» Work item: All the data should be printed again exactly as written.

» Dataset excerpts:
######
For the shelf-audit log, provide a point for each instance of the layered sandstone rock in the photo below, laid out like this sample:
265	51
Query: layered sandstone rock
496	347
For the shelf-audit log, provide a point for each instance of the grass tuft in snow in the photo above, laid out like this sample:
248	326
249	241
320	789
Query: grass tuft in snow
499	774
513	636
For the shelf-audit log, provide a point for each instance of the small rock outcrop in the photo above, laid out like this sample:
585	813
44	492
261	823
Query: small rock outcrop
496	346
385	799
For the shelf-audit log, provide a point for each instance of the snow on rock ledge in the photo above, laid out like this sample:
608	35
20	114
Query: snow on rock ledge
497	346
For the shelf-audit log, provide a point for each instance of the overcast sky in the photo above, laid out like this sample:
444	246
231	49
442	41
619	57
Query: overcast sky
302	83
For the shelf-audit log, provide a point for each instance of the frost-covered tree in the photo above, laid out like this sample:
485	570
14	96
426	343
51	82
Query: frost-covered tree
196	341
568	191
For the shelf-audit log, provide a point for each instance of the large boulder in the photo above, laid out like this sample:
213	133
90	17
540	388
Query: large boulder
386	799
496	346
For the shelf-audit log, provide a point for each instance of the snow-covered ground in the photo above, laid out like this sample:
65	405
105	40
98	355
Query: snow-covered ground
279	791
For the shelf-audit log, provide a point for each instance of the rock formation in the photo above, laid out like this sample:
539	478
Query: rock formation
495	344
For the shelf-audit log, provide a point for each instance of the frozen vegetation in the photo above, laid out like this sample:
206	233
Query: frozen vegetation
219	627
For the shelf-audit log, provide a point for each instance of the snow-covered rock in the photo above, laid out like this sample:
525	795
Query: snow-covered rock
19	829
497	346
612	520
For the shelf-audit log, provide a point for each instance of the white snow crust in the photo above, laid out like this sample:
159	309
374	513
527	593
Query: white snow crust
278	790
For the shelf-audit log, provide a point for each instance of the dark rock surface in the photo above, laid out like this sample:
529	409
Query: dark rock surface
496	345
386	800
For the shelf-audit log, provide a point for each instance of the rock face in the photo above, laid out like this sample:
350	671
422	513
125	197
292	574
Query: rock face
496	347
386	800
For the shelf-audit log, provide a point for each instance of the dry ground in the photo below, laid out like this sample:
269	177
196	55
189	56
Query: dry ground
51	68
######
» Exercise answer:
For the shelf-audit log, provide a point for each instance of the layered sandstone rock in the photo below, laid out like this sample:
265	51
Query: layered sandstone rock
496	347
For the shelf-audit log, provide a point for each instance of the grass tuft in snow in the photo above, laid out like this sample:
248	326
249	241
320	789
Query: grass tuft in snow
499	774
513	636
For the shelf-audit log, provide a point for each instance of the small rock outcrop in the photo above, laid out like this sample:
585	813
44	492
261	823
Query: small rock outcrop
496	346
385	799
For the shelf-audit log, provide a point for each instance of the snow on rock ledge in the photo above, laid out like this sample:
608	35
20	114
Query: snow on rock ledge
497	346
For the shelf-audit log, provide a point for each instance of the overcast sky in the photo above, laid out like this sample:
444	246
231	49
442	41
619	57
Query: overcast sky
302	83
For the shelf-audit log, provide a point for each instance of the frost-covered tree in the photo above, laid out like this sample:
485	570
14	96
426	343
51	82
Query: frost-covered tree
196	341
568	191
For the shelf-audit log, provide a point for each instance of the large boulder in the photo above, laid out like this sample:
213	133
90	17
540	388
Query: large boulder
386	799
496	346
For the shelf-audit log, provide a point for each instance of the snow-covered ground in the photo above, laid out like this sample:
65	405
105	40
98	355
Query: snow-covered ground
279	791
For the shelf-audit log, provide a point for each instance of the rock formation in the photo above, laid out like this sample:
539	478
Query: rock formation
495	344
For the shelf-audit log, provide a point for each instance of the frozen vegetation in the photo above, laid out like this sample:
206	233
Query: frozen vegetation
219	627
For the shelf-audit log, provide a point for each instance of the snow-covered rock in the photo above, laid out like this sample:
525	795
Query: snow-covered rock
19	829
497	346
612	520
For the shelf-audit log, provide a point for each instance of the white snow crust in the photo above, laid out like this sample:
159	309
374	513
527	593
Query: white snow crust
278	790
For the shelf-audit log, provide a point for each instance of the dark rock surface in the photo above, laid out like this sample:
529	409
Query: dark rock surface
496	345
386	800
For the shelf-audit log, provide a point for each instance of the rock face in the photo above, laid out like this sample:
350	671
422	513
125	197
292	574
Query: rock face
496	347
386	800
For the shelf-audit log, provide a point for each instance of the dry ground in the photo below, laid out like this sample:
269	177
196	55
189	56
Query: dry ground
51	68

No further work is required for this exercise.